= Document =
|---|

En février 2020, les premières révélations sur Jean Vanier avaient provoqué une véritable onde de choc, moins d'un an après sa mort. Le cofondateur de L'Arche était le porteur d'un message puissant d'accueil inconditionnel des personnes handicapées. Les révélations ont poussé L'Arche Internationale à lancer une enquête pour faire la lumière sur la véritable personnalité de Jean Vanier, mais aussi de son père spirituel, le dominicain Thomas Philippe.
L’enquête révélée ce lundi 30 janvier par L'Arche internationale fait la lumière sur le profil de Jean Vanier, l'un de ses fondateurs. Elle révèle que 25 femmes adultes non porteuses de handicap ont été abusées par Jean Vanier. Lui-même aurait été selon les experts sous l’emprise de son père spirituel, le dominicain Thomas Philippe. Une autre enquête dévoilée ce lundi révèle le type de relations qu’entretenaient Thomas Philippe et son frère Marie-Dominique Philippe avec l’ordre des dominicains.
Philosophe et théologien, Jean Vanier (1928-2019) a été professeur d’université et a écrit de très nombreux ouvrages de spiritualité. Il est surtout connu pour avoir fondé la communauté de L’Arche en 1964, avec le dominicain Thomas Philippe (1905-1993), son père spirituel. Une association qui propose des lieux de vie et d’accueil aux personnes porteuses de handicap. L'Arche internationale est présente dans trente-huit pays sur cinq continents. Elle fédère près de 160 communautés dans le monde.
Moins d’un an après la mort de Jean Vanier, survenue le 7 mai 2019 (il avait 90 ans), la communauté de L’Arche avait rendu publique en 2020 une enquête sur ses fondateurs. Elle révélait les déviances commises par Jean Vanier et Thomas Philippe. Ces révélations ont provoqué une véritable onde de choc parmi les proches des communautés fondées par Jean Vanier. (Jean Vanier a aussi cofondé l’association Foi et Lumière avec Marie-Hélène Mathieu.)
En 2019, Jean Vanier a été enterré avec les honneurs. On pensait à le béatifier. Trois ans plus tard on en est là. C’est une surprise et un choc
À la suite de ces révélations, l’association a donc créé en novembre 2020 une commission d'étude composée de six chercheurs indépendants. Leur mission était de recueillir le témoignage de victimes, de mieux comprendre qui était Jean Vanier, et de mesurer en quoi sa spiritualité était propice aux abus. "L’objectif en lançant de cette enquête c’était vraiment de faire toute la lumière sur les faits reprochés à Thomas Philippe et à Jean Vanier. Il nous importait d’établir ces faits avec méthode", précise l’un des enquêteurs, l’historien Florian Michel.

|---|

= Entrées du jeu de données =
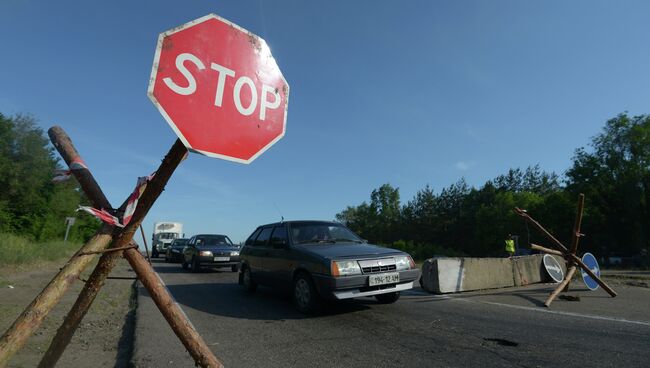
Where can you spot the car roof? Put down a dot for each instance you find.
(301, 222)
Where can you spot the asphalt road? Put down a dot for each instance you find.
(501, 328)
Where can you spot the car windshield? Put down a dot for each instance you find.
(179, 242)
(213, 240)
(316, 232)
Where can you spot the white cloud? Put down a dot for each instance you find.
(464, 165)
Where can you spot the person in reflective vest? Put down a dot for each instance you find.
(510, 245)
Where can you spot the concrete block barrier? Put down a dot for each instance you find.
(453, 275)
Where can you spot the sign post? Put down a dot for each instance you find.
(69, 221)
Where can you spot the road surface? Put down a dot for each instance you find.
(498, 328)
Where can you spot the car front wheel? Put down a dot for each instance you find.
(305, 296)
(196, 267)
(387, 298)
(247, 280)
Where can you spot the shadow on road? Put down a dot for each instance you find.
(230, 300)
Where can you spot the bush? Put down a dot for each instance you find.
(16, 250)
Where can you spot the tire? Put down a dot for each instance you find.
(196, 267)
(387, 298)
(247, 280)
(305, 296)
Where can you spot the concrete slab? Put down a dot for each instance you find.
(453, 275)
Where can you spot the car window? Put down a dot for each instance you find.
(317, 232)
(251, 238)
(279, 236)
(212, 240)
(263, 238)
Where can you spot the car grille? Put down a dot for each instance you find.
(378, 269)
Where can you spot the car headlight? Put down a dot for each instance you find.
(345, 268)
(404, 263)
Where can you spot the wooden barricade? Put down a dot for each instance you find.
(569, 254)
(122, 244)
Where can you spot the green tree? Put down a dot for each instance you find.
(615, 177)
(30, 204)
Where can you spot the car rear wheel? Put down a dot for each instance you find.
(387, 298)
(247, 280)
(305, 296)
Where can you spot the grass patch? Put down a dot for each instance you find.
(16, 250)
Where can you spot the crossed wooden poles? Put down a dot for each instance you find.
(121, 243)
(569, 254)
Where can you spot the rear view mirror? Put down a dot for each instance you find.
(280, 244)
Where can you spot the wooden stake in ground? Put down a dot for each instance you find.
(89, 186)
(32, 317)
(176, 318)
(569, 254)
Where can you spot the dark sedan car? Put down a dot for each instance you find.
(318, 259)
(174, 252)
(210, 250)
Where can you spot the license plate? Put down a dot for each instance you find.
(383, 278)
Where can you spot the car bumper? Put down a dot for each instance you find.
(210, 261)
(358, 286)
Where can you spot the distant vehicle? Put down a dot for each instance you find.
(163, 234)
(319, 259)
(174, 252)
(210, 250)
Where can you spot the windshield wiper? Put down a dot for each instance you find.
(315, 241)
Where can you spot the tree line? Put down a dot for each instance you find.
(31, 205)
(613, 173)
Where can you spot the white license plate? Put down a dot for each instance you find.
(383, 278)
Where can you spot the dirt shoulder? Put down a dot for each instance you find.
(104, 338)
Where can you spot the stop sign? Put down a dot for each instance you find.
(220, 89)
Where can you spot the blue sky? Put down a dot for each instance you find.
(405, 92)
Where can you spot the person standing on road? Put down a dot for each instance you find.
(510, 246)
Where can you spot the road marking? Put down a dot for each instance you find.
(570, 314)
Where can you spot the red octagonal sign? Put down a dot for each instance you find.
(220, 89)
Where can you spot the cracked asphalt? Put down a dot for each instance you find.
(497, 328)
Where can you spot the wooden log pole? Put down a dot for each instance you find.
(541, 229)
(89, 186)
(575, 237)
(181, 326)
(32, 317)
(547, 250)
(559, 288)
(192, 341)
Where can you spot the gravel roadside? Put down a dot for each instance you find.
(105, 336)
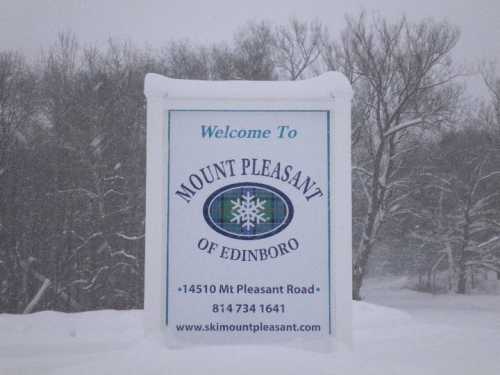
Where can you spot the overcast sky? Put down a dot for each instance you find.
(28, 25)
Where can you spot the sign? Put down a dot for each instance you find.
(248, 210)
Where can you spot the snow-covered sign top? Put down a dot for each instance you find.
(325, 87)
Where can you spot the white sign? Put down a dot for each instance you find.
(248, 210)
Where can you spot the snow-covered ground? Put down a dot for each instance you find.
(396, 331)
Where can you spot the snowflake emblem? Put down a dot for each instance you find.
(248, 211)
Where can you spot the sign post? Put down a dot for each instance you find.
(248, 211)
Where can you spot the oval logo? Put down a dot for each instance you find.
(248, 211)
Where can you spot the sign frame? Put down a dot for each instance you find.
(330, 92)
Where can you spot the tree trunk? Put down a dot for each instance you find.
(462, 280)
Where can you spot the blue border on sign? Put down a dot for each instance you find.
(328, 148)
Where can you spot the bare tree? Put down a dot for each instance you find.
(461, 184)
(186, 61)
(297, 47)
(403, 75)
(18, 102)
(252, 52)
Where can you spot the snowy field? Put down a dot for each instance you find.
(396, 331)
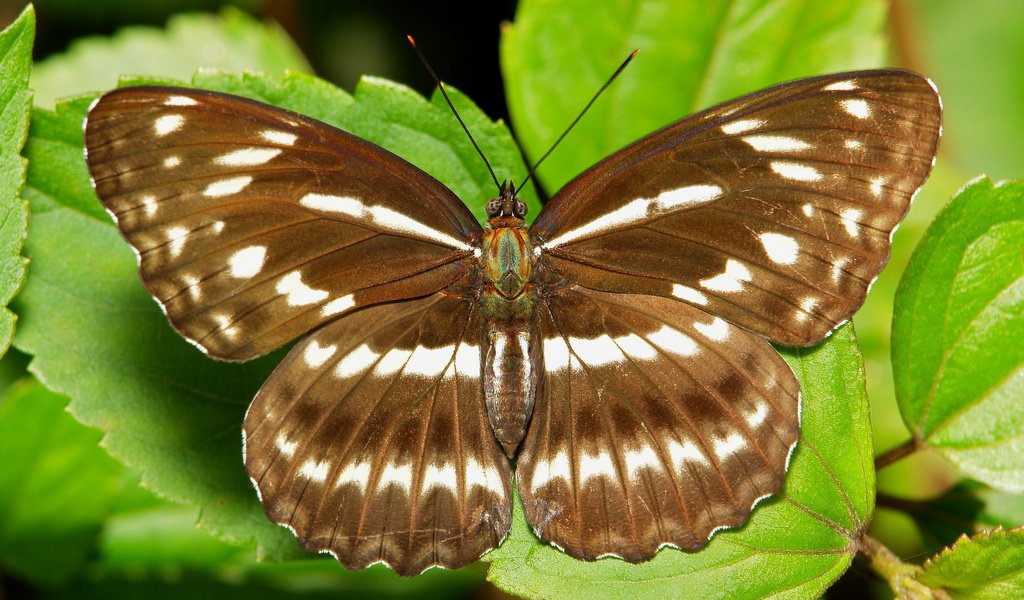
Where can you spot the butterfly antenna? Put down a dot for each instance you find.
(532, 169)
(440, 86)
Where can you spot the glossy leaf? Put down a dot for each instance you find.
(691, 56)
(231, 41)
(15, 110)
(956, 331)
(986, 565)
(56, 486)
(795, 545)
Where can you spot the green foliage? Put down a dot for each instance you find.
(956, 335)
(795, 545)
(15, 110)
(56, 486)
(989, 565)
(233, 42)
(692, 55)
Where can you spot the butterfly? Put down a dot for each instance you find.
(616, 349)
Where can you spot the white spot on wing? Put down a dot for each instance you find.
(689, 294)
(439, 476)
(247, 157)
(592, 466)
(636, 347)
(298, 293)
(689, 195)
(247, 262)
(315, 470)
(381, 216)
(338, 305)
(729, 445)
(176, 237)
(780, 249)
(741, 126)
(877, 185)
(227, 186)
(645, 458)
(777, 143)
(429, 361)
(287, 447)
(315, 355)
(168, 124)
(150, 205)
(731, 280)
(857, 108)
(282, 137)
(796, 171)
(355, 361)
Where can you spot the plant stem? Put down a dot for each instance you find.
(901, 576)
(900, 452)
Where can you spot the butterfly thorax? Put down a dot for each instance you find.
(507, 302)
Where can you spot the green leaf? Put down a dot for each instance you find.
(982, 133)
(232, 41)
(987, 565)
(795, 545)
(958, 322)
(15, 110)
(56, 486)
(96, 335)
(558, 53)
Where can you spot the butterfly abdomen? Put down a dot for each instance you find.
(511, 350)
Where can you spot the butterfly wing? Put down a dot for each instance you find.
(371, 439)
(773, 211)
(253, 224)
(657, 427)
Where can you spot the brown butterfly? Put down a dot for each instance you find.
(617, 349)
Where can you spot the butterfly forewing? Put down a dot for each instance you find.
(658, 424)
(773, 211)
(653, 284)
(371, 439)
(254, 224)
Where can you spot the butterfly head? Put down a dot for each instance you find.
(506, 205)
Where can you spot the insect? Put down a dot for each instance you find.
(616, 349)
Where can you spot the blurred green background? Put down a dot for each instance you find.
(974, 51)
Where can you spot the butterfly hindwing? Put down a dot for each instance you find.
(371, 440)
(773, 211)
(253, 224)
(658, 424)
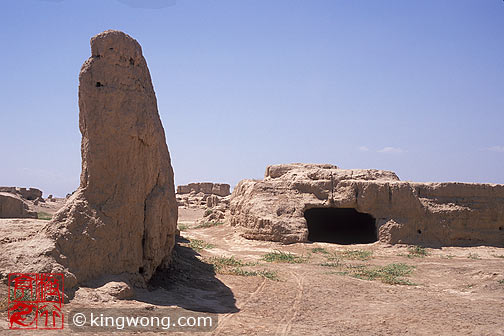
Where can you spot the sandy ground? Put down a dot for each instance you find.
(450, 291)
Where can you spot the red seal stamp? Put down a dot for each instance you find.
(36, 301)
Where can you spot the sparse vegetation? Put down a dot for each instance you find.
(283, 257)
(198, 245)
(183, 227)
(390, 274)
(331, 264)
(474, 256)
(417, 252)
(356, 254)
(208, 224)
(44, 215)
(320, 250)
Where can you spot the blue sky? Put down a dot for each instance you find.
(416, 87)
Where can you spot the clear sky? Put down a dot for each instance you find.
(416, 87)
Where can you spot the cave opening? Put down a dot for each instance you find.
(340, 226)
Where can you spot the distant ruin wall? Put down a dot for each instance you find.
(431, 214)
(12, 206)
(29, 194)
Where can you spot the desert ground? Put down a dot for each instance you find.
(266, 288)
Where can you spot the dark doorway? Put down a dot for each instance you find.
(340, 226)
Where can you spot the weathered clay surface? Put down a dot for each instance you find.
(13, 206)
(405, 212)
(122, 218)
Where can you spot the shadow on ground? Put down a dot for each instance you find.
(189, 283)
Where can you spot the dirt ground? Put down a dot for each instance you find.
(325, 289)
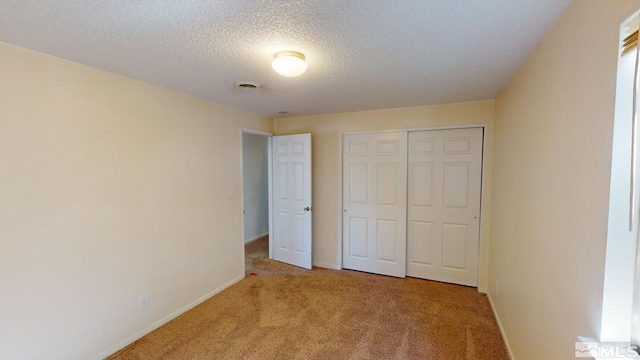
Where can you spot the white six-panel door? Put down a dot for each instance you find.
(291, 199)
(374, 193)
(445, 169)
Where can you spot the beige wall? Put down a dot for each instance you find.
(326, 137)
(110, 189)
(552, 156)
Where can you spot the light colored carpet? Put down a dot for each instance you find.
(289, 313)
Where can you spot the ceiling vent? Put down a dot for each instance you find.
(247, 85)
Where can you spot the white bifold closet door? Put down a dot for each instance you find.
(375, 203)
(445, 169)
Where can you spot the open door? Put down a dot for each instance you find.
(290, 199)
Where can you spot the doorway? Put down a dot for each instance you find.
(255, 197)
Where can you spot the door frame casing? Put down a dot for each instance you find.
(481, 239)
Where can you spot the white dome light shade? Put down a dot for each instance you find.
(289, 63)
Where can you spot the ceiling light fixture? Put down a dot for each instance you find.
(289, 63)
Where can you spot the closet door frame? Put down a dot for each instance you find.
(484, 192)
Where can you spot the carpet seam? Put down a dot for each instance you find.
(504, 335)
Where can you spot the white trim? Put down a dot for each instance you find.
(270, 191)
(255, 132)
(427, 128)
(504, 336)
(130, 340)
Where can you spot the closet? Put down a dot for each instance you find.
(411, 202)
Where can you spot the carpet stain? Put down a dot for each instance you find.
(290, 313)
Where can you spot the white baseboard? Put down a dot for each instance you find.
(504, 337)
(326, 265)
(130, 340)
(256, 238)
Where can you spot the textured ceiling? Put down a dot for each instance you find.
(362, 54)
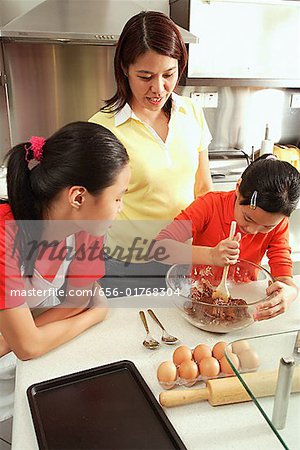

|---|

= Tâches =
[1] Dans le document, recopiez le passage allant de « En 2019, Jean » à « l’historien Florian Michel. » en remplaçant « commission d'étude » par « commission d'enquête ».
[2] Extrayez toutes les lignes qui contiennent la chaîne « rear ».
Le document et les lignes sont sans rapport l'un avec l'autre.

= Réponses par tâche =
[1]
En 2019, Jean Vanier a été enterré avec les honneurs. On pensait à le béatifier. Trois ans plus tard on en est là. C’est une surprise et un choc
À la suite de ces révélations, l’association a donc créé en novembre 2020 une commission d'enquête composée de six chercheurs indépendants. Leur mission était de recueillir le témoignage de victimes, de mieux comprendre qui était Jean Vanier, et de mesurer en quoi sa spiritualité était propice aux abus. "L’objectif en lançant de cette enquête c’était vraiment de faire toute la lumière sur les faits reprochés à Thomas Philippe et à Jean Vanier. Il nous importait d’établir ces faits avec méthode", précise l’un des enquêteurs, l’historien Florian Michel.

[2]
Where can you spot the car rear wheel? Put down a dot for each instance you find.
Where can you spot the rear view mirror? Put down a dot for each instance you find.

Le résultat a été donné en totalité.